Pick up the S&P 500 sector analysis notebook right after its last sentence and carry it forward.

** Start of Text extract **

Explanation: Get the holding period return data from November 1 2016 to April 15 2017 by using the pandas data reader
The reasons why I pick the time range from November 1,2016 to Aril 15, 2017 are:
1. It is roughly 6 month, half year.
2. Some statistics of companies like oeg ratio doesn't change frequently but seasonally or semi-annually according to their report. So the statistics we get should have effects on the stock price during the period.
3. US stock market has experienced a huge rally after the US presidency election on the start of November 2016.
End of explanation
"""
#sp.to_csv('sp500_April_15.csv') # Save the data to our computer, please don't pass
"""
Explanation: Since every time I passed on the code I would get latest data from Yahoo Finance. SO I save the data derived on April 15 to csv file and load it again
End of explanation
"""
spd = pd.read_csv('sp500_April_15.csv', #the data derived on April 15th.
usecols = range(1,12)) # The first column became number automatically and we don't want it
spd.head() # general look of the data set
"""
Explanation: Data Analysis on Statistics
Main parts start from Here
Please load the dataset sp500_April_15.csv from the computer, you could replace the code in the cell below to read the csv file from certain path, I put the csv in the same path of this jupyter notebook.
End of explanation
"""
# spdi is our main dataset, but I also created some other dataset.
spdi = spd.set_index(['Symbol','Name']) # set the multi-level index
spdi.head()
spdi['Sector'].value_counts() # count how many companies in each sector
sector = list(spdi['Sector'].unique()) # find all the sectors name by using the unique function and put into list
sector
dic = dict(spdi['Sector'].value_counts()) # use the dict function to make the value_counts a dictionary
sector_name = [key for key in dic.keys()] # the key of the dictionary is name of each sector, put into a list
sector_count = [v for v in dic.values()] # the value of the dictionary is numbers of companies in each sector, put in a list
# Use the plotly to visualize the composition of S&P 500 stocks, use pie plot
fig = {
'data': [{'labels': sector_name,
'values': sector_count,
'type': 'pie',
'hoverinfo':'label+percent+value',
'hole' : .4
}],
'layout': {'title': 'S&P500 Decomposition by Sector Pie Chart',
'annotations':[{
'font': {'size': 10},
'showarrow': False,
'text': 'Sector + # of Companies + Percentage',
'x': 0.5,
'y': 0.5
}]
}
}
iplot(fig)
"""
Explanation: Stock pitch by sectors
Stock data in specific sector
End of explanation
"""
sns.set_style("whitegrid") # set the seaborn plotting style
# first try, simple bar plot example
spd1 = spdi[spdi['Sector']== sector[0]] # a small subset spd1 by slicing
fig, ax = plt.subplots(figsize=(8, 10))
spd1['Holding Period Return'].plot.barh(ax=ax)
ax.set_title('Bar Chart of Holding Period Return of Industrial Sector')
ax.set_xlabel('Holding Period Return')
"""
Explanation: Comment:
The S&P 500 contains companies from 11 sectors. Companies are distributed in these 11 sectors. But some sectors like Telecom and Material only contains a relative small amount of companies.

** End of Text extract **
** Start of Dataset **

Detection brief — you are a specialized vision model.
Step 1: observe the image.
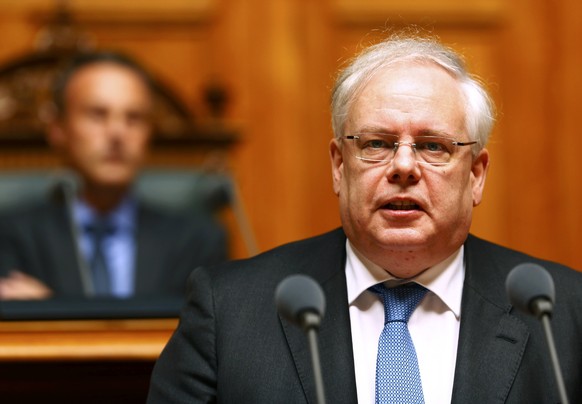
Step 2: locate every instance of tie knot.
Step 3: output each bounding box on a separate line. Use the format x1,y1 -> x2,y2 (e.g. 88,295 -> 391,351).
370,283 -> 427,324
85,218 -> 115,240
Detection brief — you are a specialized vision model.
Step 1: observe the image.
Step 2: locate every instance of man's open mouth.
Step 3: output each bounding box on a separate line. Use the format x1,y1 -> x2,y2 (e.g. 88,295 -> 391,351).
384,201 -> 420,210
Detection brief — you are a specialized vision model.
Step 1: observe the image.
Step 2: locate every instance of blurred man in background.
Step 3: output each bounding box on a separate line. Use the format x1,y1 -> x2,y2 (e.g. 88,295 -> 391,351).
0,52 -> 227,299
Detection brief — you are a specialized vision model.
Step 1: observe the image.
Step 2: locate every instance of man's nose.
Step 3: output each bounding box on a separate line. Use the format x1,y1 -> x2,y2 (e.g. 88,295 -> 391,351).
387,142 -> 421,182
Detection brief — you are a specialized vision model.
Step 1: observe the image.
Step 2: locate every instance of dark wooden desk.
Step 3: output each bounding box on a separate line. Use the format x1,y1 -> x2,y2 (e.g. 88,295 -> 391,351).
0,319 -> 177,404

** End of Dataset **

- [Task answer]
Below is simple bar plot to see the holding period return of companies inside 'Industrial' Sectors
End of explanation
"""
sns.set() # reset the seaborn plotting style to default
# The following paragraph shows us how to get the holding period return of S&P 500 index.
start = datetime.datetime(2016, 11, 1)
end = datetime.datetime(2017, 4, 15)
sp500 = web.DataReader('^GSPC', 'yahoo', start, end) # sp500 is a dataset used to calculate the return of the index
sp500_price = sp500['Close'].tolist()
sp500_return = sp500_price[-1] / sp500_price[0] -1
print('The Holding Period Return for S&P500 index is',sp500_return)
# The following codes shows how to plot
ave = spdi['Holding Period Return'].groupby(spdi['Sector']).mean() # Use the groupby method to get the mean HPR
ave = ave.reset_index()
ave = ave.set_index('Sector') # reset and then set the 'Sector' as index
# plot
fig, ax = plt.subplots(figsize = (10,6))
ave.plot(ax = ax, kind='bar',alpha = 0.3)
ax.axhline(sp500_return, linestyle = 'dashed', color = 'red')
ax.axhline(0,linestyle = '--', color ='black')
ax.set_title('Holding Period Return Sector Average', fontsize=15)
ax.text(0,sp500_return,'S&P500 Holding Period Return', fontsize=9)
"""
Explanation: Below is the plot procedure of average holding period return for each sector. We also add a horizontal line to show the holding period return on the S&P 500 index. By doing that, we could see which sector outperforms the aggregate index.
Note that the symbol for S&P500 index in Yahoo finance is '^GSPC'
End of explanation
"""
# seaborn boxplot and swarmplot
fig,ax = plt.subplots(figsize=(18,18))
sns.boxplot(ax=ax,data=spdi, x='Sector', y='Dividend Yield')
sns.swarmplot(ax=ax,data=spdi, x='Sector', y='Dividend Yield',size =8, linewidth=1, alpha=0.5)
ax.set_ylim([0,10])
ax.set_title('Dividend Yield by Sector, Boxplot Plus Swarmplot', fontsize = 15)
"""
Explanation: Comment:
From the plot, we could see that there are five sectors outperform the index(Financials, Health Care, Industrials, Information Technology, Materials) over the last half year.The only one sector that suffered from losses is the Telecom sector with least amount of companies.Consumer Staples and Energy Sectors also performs badly. So we might avoid bad sectors and pick good sectors in the following pitch.
Dividend Yield Pattern of Sectors
Here is graph of both boxplot and swarmplot of dividend yield of companies, classified by sectors in one canvas.
Before the plot, I have some comprehension of dividend yield. Dividend Yield, according to the definition, is a dividend expressed as a percentage of a current share price.
The companies with high profitability should have more disposable cash flow, so the dividend yield should be higher for them. Companies (such as tech companies and health care companies) which need a lot capital should be capital intensive and pay little dividend. But how big it is should also depend on company's operation strategy.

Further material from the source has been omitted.